Franchise Health Score Explained
Every franchise promises success. The Health Score is our attempt to let the data answer instead. A score of 99 (Valvoline) vs 28 (School of Rock) reflects real, measurable differences in how these businesses perform — not our opinion.
Franchise marketing is relentlessly optimistic. Every brand claims strong support, a proven system, and a path to financial independence. The Health Score exists because that language is useless for comparison — it tells you nothing about whether a specific brand is growing or shrinking, whether it publishes revenue data, or whether the royalty structure makes unit economics viable.
We score 151 brands on five components drawn directly from their Franchise Disclosure Documents. No surveys. No subjective ratings. The FDD is the only document where franchisors are legally required to be honest, and it contains more than most buyers ever read.

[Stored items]

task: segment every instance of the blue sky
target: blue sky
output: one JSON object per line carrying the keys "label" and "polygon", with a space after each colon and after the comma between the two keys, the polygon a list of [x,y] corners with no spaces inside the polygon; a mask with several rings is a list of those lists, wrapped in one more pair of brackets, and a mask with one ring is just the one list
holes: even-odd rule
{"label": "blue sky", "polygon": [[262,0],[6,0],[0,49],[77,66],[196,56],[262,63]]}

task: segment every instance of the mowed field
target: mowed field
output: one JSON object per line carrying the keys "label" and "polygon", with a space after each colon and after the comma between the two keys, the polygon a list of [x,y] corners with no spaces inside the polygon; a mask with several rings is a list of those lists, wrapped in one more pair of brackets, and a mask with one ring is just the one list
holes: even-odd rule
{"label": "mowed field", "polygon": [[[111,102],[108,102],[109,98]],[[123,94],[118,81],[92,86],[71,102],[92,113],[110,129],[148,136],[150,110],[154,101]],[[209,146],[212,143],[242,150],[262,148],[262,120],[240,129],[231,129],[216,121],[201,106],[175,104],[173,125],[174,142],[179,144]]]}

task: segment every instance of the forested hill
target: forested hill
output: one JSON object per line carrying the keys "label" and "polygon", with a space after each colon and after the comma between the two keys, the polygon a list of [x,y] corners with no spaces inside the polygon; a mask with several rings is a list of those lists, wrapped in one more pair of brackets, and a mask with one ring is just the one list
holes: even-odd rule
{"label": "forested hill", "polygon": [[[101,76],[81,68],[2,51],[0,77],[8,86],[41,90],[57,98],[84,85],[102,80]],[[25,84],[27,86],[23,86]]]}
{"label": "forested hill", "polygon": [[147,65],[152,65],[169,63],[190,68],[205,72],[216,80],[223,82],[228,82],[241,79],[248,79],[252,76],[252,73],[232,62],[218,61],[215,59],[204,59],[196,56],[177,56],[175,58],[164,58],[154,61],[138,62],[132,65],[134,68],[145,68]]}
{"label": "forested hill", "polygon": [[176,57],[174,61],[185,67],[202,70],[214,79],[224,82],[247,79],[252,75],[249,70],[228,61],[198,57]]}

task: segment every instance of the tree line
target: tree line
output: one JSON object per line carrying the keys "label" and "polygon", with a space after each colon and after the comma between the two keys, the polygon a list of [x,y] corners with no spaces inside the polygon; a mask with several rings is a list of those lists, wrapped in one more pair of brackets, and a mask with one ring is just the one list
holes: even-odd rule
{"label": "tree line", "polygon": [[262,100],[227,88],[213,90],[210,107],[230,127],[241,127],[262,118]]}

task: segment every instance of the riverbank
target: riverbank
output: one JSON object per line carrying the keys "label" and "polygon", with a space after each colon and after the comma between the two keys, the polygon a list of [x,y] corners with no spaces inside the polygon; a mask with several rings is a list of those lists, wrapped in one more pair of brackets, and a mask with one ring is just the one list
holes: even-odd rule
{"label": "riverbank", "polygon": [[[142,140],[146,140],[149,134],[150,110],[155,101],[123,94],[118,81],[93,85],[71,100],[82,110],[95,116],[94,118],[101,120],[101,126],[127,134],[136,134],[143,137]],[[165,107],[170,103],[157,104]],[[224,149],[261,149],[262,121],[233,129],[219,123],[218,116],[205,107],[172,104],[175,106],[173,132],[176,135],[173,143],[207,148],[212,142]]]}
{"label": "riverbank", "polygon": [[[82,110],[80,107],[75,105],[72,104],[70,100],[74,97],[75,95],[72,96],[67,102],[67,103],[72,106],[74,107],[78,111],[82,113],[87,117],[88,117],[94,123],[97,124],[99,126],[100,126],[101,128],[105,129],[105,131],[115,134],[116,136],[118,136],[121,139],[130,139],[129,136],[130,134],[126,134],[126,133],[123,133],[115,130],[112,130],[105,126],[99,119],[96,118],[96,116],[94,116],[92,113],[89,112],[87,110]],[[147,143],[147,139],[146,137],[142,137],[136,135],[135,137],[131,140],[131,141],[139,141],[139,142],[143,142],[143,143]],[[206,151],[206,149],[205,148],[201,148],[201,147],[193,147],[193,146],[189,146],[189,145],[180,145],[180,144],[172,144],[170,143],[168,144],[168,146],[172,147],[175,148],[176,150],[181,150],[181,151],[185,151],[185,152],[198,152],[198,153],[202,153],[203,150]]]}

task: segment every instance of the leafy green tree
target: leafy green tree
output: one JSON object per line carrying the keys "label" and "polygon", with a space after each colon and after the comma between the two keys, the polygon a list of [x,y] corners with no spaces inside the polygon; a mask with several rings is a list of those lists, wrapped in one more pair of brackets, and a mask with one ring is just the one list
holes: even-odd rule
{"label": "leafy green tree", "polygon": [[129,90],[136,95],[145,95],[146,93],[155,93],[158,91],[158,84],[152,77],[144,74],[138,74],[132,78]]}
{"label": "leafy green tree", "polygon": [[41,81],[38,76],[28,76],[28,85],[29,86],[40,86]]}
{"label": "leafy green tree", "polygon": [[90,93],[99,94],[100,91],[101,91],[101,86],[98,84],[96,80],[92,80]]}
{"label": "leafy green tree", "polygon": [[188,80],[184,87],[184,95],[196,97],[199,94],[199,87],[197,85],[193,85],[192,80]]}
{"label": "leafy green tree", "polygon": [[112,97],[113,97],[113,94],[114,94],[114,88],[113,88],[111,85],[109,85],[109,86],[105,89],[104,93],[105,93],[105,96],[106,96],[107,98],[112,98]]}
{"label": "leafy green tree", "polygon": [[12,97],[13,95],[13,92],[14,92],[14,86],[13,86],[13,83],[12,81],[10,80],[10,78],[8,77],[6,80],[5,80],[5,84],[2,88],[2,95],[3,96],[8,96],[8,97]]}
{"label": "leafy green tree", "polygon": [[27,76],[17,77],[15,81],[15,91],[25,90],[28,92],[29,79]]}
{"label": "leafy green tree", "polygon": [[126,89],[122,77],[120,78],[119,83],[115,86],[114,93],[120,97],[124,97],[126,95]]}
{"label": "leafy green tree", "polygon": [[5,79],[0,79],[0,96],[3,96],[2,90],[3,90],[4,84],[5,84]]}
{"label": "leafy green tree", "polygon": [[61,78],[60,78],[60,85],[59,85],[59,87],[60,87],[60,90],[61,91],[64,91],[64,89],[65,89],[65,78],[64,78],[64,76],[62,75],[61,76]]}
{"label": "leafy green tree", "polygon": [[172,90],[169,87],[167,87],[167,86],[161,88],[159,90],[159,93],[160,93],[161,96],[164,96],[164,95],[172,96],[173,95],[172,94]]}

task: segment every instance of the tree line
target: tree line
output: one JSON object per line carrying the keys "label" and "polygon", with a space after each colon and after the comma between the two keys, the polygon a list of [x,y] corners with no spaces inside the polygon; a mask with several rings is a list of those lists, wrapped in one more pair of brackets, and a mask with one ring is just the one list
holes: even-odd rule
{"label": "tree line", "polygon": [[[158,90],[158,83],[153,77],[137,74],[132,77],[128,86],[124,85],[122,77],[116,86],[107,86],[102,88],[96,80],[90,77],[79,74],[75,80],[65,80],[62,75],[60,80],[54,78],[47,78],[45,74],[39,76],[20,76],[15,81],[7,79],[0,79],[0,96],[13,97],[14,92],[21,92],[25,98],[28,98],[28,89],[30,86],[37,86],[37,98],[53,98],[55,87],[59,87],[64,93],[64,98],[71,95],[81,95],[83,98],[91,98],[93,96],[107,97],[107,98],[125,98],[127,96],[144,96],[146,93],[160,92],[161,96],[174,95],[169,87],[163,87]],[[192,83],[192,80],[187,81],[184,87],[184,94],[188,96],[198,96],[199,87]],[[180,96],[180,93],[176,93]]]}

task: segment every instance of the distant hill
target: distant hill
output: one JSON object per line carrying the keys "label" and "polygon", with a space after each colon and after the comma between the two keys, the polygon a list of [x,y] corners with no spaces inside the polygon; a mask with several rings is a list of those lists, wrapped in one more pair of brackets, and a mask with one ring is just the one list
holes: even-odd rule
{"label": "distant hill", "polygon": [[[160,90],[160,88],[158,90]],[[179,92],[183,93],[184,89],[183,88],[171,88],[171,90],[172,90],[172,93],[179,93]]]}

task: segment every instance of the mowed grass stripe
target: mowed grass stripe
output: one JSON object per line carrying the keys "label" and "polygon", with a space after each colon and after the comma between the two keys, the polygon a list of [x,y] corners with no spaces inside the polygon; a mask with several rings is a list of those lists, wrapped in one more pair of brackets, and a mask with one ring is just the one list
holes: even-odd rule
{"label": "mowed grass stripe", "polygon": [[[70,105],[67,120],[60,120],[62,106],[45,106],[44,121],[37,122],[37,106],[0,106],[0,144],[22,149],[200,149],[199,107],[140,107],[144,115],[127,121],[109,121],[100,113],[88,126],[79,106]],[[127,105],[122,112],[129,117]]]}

STATED GOAL: According to the franchise health score page, how many brands are scored?

OUTPUT OF THE TASK: 151 brands.